-- Start Document excerpt --
What I Learned Yesterday 7

  • It has been a while since I have had to really go at things using T-SQL.  Lots of my recent experiences have been around CRUD type operations where we would read the data into an object model work on it and then save it back to the database.  But I am working on a project where we are loading a temp table and then inserting/updating records into another table.  To get the identity columns of the newly inserted or newly updated records the OUTPUT keyword in T-SQL is a life saver.   This is only available in SQL Server 2005/2008 though.  This link here is a good overview of what it can do.
-- End Document excerpt --
-- Start Records for processing --
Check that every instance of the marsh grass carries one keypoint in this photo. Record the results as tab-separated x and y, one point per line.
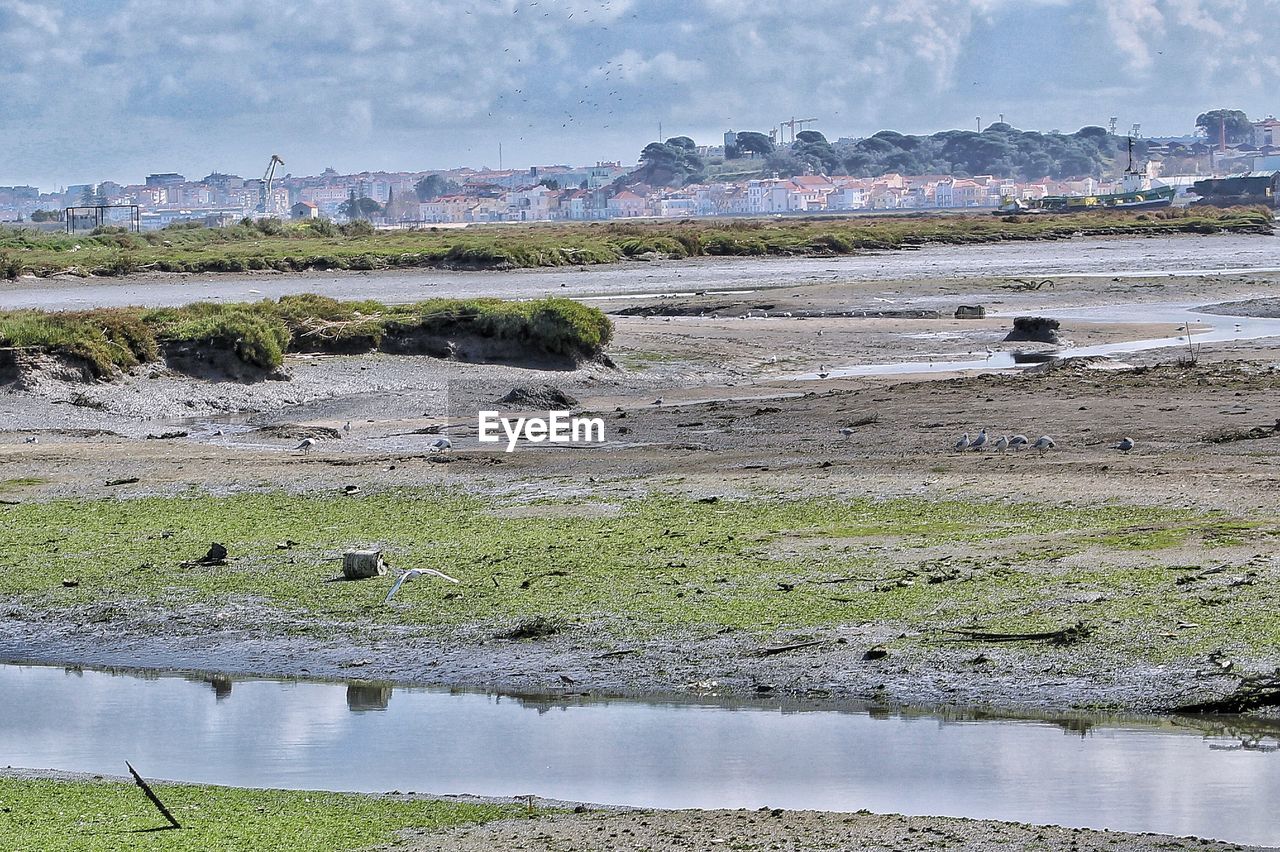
261	333
658	564
292	247
105	816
-- End Records for processing --
__Your tasks__.
1: Repeat everything in the T-SQL note from "What I Learned" down to "what it can do.", word for word.
2: Write out the labeling listing again with "marsh grass" changed to "salt grass" and everything else left as it is. Leave the pictures out.

__Task-by-task solutions__.
1:
What I Learned Yesterday 7

  • It has been a while since I have had to really go at things using T-SQL.  Lots of my recent experiences have been around CRUD type operations where we would read the data into an object model work on it and then save it back to the database.  But I am working on a project where we are loading a temp table and then inserting/updating records into another table.  To get the identity columns of the newly inserted or newly updated records the OUTPUT keyword in T-SQL is a life saver.   This is only available in SQL Server 2005/2008 though.  This link here is a good overview of what it can do.

2:
Check that every instance of the salt grass carries one keypoint in this photo. Record the results as tab-separated x and y, one point per line.
261	333
658	564
292	247
105	816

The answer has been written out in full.